● WORK ITEM:
An exact transcription of the data below, complete and unaltered, is the expected answer.

** Opening DATA UNDER STUDY block **

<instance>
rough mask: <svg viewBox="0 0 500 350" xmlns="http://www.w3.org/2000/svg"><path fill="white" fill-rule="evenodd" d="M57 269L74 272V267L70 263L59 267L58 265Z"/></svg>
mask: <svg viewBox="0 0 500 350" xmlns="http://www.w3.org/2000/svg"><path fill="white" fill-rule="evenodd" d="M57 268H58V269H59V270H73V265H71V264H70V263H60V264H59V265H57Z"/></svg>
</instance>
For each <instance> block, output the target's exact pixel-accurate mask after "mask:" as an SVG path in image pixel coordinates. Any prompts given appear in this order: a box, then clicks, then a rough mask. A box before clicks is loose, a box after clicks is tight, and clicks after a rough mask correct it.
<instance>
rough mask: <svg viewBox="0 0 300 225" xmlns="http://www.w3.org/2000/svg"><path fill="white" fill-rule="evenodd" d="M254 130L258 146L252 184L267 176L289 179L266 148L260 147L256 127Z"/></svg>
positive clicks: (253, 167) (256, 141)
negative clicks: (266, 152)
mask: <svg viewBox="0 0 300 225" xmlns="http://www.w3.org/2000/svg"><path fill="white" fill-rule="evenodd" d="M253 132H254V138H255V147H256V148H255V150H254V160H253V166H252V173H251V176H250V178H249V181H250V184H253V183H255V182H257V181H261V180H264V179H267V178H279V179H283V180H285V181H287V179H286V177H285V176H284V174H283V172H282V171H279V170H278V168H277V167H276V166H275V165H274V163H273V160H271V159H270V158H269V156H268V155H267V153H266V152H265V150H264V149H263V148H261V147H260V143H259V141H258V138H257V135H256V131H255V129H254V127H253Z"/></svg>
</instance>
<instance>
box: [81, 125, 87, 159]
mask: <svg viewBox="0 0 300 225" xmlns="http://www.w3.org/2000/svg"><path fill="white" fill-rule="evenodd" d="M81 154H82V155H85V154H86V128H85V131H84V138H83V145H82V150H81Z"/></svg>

** Closing DATA UNDER STUDY block **

● REPLY TO THE EXERCISE:
<instance>
rough mask: <svg viewBox="0 0 500 350" xmlns="http://www.w3.org/2000/svg"><path fill="white" fill-rule="evenodd" d="M57 269L74 272V267L70 263L59 267L58 265Z"/></svg>
mask: <svg viewBox="0 0 500 350" xmlns="http://www.w3.org/2000/svg"><path fill="white" fill-rule="evenodd" d="M57 268H58V269H59V270H73V265H71V264H70V263H60V264H59V265H57Z"/></svg>
</instance>
For each <instance> block, output the target's exact pixel-accurate mask after "mask:" as an SVG path in image pixel coordinates. Any prompts given appear in this order: a box, then clicks, then a rough mask. A box before clicks is loose, a box after clicks is tight, and clicks after a rough mask correct it.
<instance>
rough mask: <svg viewBox="0 0 300 225" xmlns="http://www.w3.org/2000/svg"><path fill="white" fill-rule="evenodd" d="M254 130L258 146L252 184L267 176L289 179L266 148L260 147L256 127Z"/></svg>
positive clicks: (253, 167) (256, 141)
negative clicks: (266, 152)
mask: <svg viewBox="0 0 300 225" xmlns="http://www.w3.org/2000/svg"><path fill="white" fill-rule="evenodd" d="M253 132H254V138H255V147H256V148H255V150H254V160H253V166H252V173H251V176H250V178H249V181H250V184H253V183H255V182H257V181H261V180H264V179H267V178H279V179H283V180H285V181H287V179H286V177H285V176H284V174H283V172H282V171H279V170H278V168H277V167H276V166H275V165H274V163H273V160H271V159H270V158H269V156H268V155H267V153H266V152H265V150H264V149H263V148H261V147H260V143H259V141H258V138H257V135H256V131H255V129H254V127H253Z"/></svg>
</instance>
<instance>
box: [81, 125, 87, 159]
mask: <svg viewBox="0 0 300 225" xmlns="http://www.w3.org/2000/svg"><path fill="white" fill-rule="evenodd" d="M81 154H82V155H85V154H86V128H85V131H84V138H83V145H82V150H81Z"/></svg>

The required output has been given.